### ACTIVITIES
• A. According to the forum thread on the word "Impressionism," which critic first used the term as a label for a distinctive artistic style?
• B. Write out the part of the forum thread starting with "That's so true!" and going on through "can we talk?".

### TEXT PASSAGE
# # # # #
# I Think I Will Stop Using The Word "Impressionism"



## millionrainbows

The first use of the term "Impressionism" as a label for a distinctive artistic style was by critic Louis Leroy, who, after viewing an art exhibit in Paris in 1874, published a derogatory article in which he referred to the artists as "Impressionists." The title of one of the paintings contributed to that term - Claude Monet's Impression: soleil levant (Impression: sunrise, 1872).


----------



## Manxfeeder

Well, there's always Fuzzy Paintings.


----------



## GreenMamba

If we're going to stop using words that were originally derogatory but later accepted, then we're going to have a smaller and less rich vocabulary.


----------



## Mahlerian

The problem with atonality is not that the word was originally negative (so was the term Baroque), but that it is entirely misleading and openly false in its implications.

Some of the most harmonically rich and lyrical music ever, fully steeped in tradition, and it gets saddled with a term that implies that it's a negation of what came before and lacks something in the harmonic dimension?

What purpose does the term serve at all?

It fails to denote any aspect of the music to which it is applied.
When it is not taken to mean something false, it is taken to mean something that is not implied by the word itself, and is thus misleading.
The word offers no aid to understanding either how the music is constructed or how to listen to it, so it is not practical for either musicians or listeners.


----------



## Guest

millionrainbows said:


> I Think I Will Stop Using The Word "Impressionism"


Thank god for that! I was beginning to tire of your endless use, misuse and abuse of the word...

Wait a minute though...what will you do when you want to talk about the critic Louis Leroy, whose use of the term led to ....


----------



## millionrainbows

GreenMamba said:


> If we're going to stop using words that were originally derogatory but later accepted, then we're going to have a smaller and less rich vocabulary.


That's so true! Besides that, the term is already in common use in many textbooks and art history books, similar to the term "atonal."


----------



## Che2007

Anxiety about the language you use sometimes gets in the way of expressing what you mean. We all need a common language, otherwise how can we talk?


----------



## millionrainbows

Mahlerian said:


> The problem with atonality is not that the word was originally negative (so was the term Baroque), but that it is entirely misleading and openly false in its implications.
# # # # #
### INFORMATION SHOWN
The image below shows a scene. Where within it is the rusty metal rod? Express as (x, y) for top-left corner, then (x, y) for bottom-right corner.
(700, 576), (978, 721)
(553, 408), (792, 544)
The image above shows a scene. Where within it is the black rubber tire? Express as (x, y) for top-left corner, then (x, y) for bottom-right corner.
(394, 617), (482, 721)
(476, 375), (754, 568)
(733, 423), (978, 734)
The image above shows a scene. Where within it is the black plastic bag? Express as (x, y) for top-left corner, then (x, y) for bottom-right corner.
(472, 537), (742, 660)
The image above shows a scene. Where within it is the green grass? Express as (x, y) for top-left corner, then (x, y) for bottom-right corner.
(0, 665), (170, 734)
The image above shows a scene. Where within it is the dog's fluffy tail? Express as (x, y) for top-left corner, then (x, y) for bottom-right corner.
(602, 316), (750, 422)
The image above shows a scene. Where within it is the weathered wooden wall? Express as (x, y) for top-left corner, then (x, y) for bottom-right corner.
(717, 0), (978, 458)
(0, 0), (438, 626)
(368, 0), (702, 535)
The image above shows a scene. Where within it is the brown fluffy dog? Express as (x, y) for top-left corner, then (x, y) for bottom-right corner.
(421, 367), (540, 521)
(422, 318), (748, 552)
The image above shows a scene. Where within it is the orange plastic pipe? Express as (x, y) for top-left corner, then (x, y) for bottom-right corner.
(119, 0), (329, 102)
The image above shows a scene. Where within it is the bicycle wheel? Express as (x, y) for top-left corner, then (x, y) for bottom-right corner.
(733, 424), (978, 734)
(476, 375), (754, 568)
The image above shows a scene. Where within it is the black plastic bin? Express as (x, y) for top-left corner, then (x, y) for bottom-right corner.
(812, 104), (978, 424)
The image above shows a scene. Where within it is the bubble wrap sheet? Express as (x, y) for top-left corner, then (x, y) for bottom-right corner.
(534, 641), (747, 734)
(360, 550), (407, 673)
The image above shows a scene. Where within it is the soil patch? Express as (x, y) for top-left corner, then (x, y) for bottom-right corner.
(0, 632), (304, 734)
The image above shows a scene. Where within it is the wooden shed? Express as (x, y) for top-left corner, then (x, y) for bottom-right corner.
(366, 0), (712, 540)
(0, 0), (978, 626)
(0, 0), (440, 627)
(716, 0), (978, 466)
# # # # #
### ANSWERS PER TASK
• A. Louis Leroy

• B.
That's so true! Besides that, the term is already in common use in many textbooks and art history books, similar to the term "atonal."


----------



## Che2007

Anxiety about the language you use sometimes gets in the way of expressing what you mean. We all need a common language, otherwise how can we talk?